GIVEN TASK → In the entries below, replace "snow-covered mountain" with "snowy peak" and write out the lines again with nothing else changed. Leave the pictures out of your answer.
--- EXERCISE MATERIAL ---
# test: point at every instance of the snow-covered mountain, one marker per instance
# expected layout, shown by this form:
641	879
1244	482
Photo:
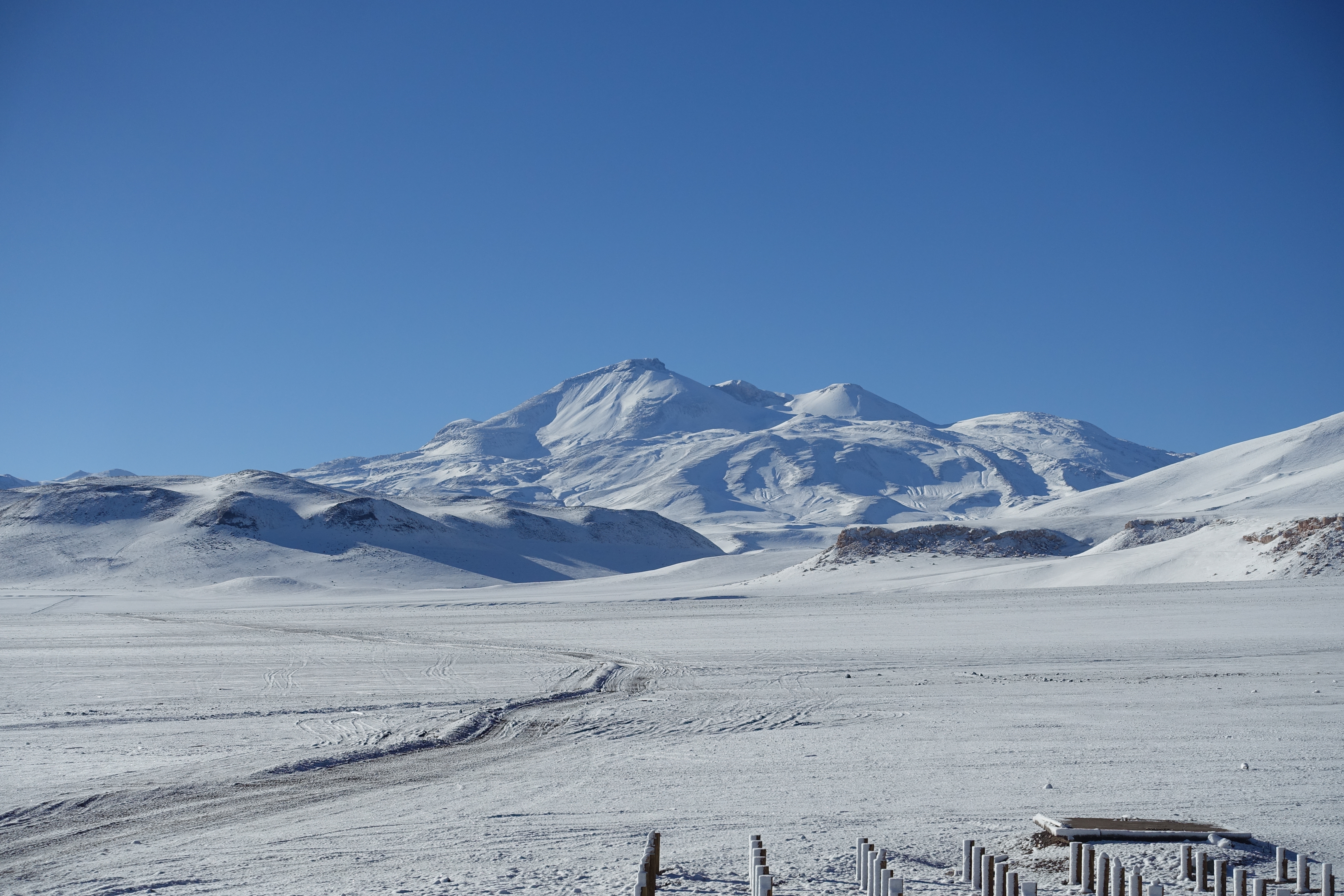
---
TASK RESPONSE →
# test: point at every instance of the snowy peak, one marker per instance
# expected layout, shown by this form:
641	879
1244	482
Photo:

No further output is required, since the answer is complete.